■ TASK STATEMENT ■
Your copy should repeat the data that follows exactly and contain no image.

Collected data:
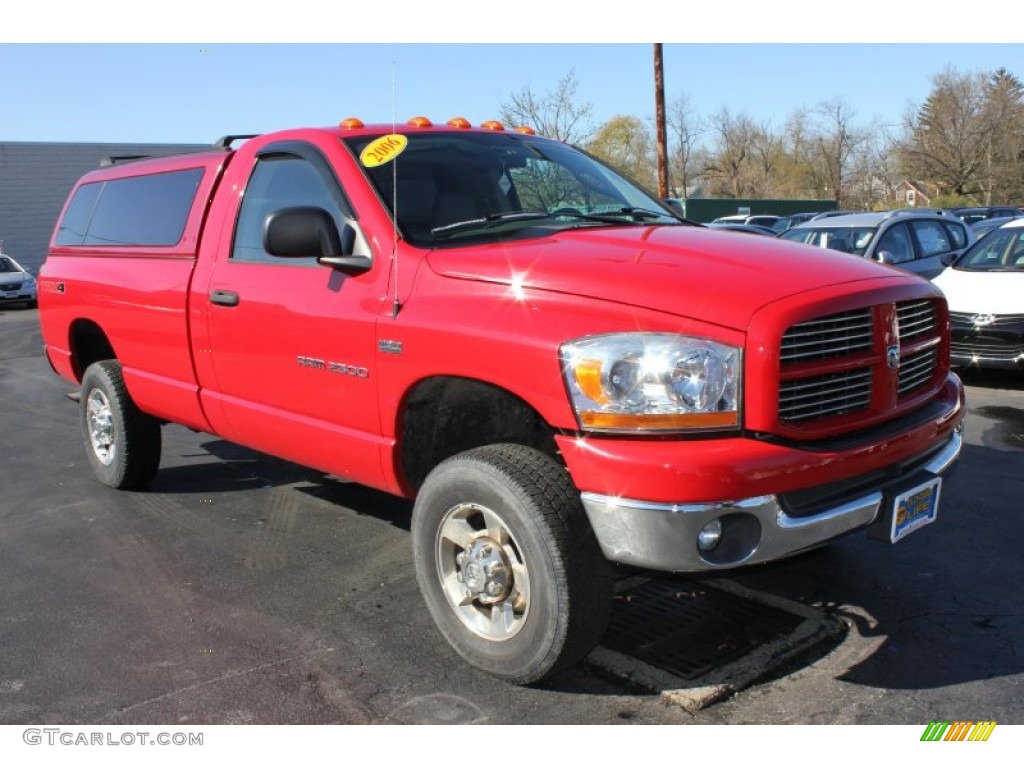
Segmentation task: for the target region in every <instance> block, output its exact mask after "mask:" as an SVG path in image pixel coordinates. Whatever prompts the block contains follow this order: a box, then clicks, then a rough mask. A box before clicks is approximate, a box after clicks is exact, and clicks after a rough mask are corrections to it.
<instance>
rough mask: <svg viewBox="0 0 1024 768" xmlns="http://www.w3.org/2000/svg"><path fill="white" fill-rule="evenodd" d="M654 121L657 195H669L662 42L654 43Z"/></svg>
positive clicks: (664, 81)
mask: <svg viewBox="0 0 1024 768" xmlns="http://www.w3.org/2000/svg"><path fill="white" fill-rule="evenodd" d="M654 122H655V123H656V124H657V125H656V130H657V196H658V197H659V198H668V197H669V151H668V148H667V146H666V143H667V142H666V132H665V68H664V66H663V62H662V44H660V43H654Z"/></svg>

■ OUTPUT FOR THIS TASK ■
Segmentation task: for the target region in every <instance> block, output its exact mask after "mask:" as an SVG path in image pixel coordinates. Whatever prompts the block contains follow this order: a box, then clicks, then a rough mask. A box before clicks is approximate, a box after clicks is exact, and clicks after a rough mask are corrections to it.
<instance>
rough mask: <svg viewBox="0 0 1024 768" xmlns="http://www.w3.org/2000/svg"><path fill="white" fill-rule="evenodd" d="M654 121L657 195H669L662 42L654 43Z"/></svg>
positive clicks: (664, 81)
mask: <svg viewBox="0 0 1024 768" xmlns="http://www.w3.org/2000/svg"><path fill="white" fill-rule="evenodd" d="M654 122H655V123H656V124H657V125H656V130H657V196H658V197H659V198H668V197H669V151H668V148H667V146H666V143H667V142H666V132H665V68H664V66H663V62H662V44H660V43H654Z"/></svg>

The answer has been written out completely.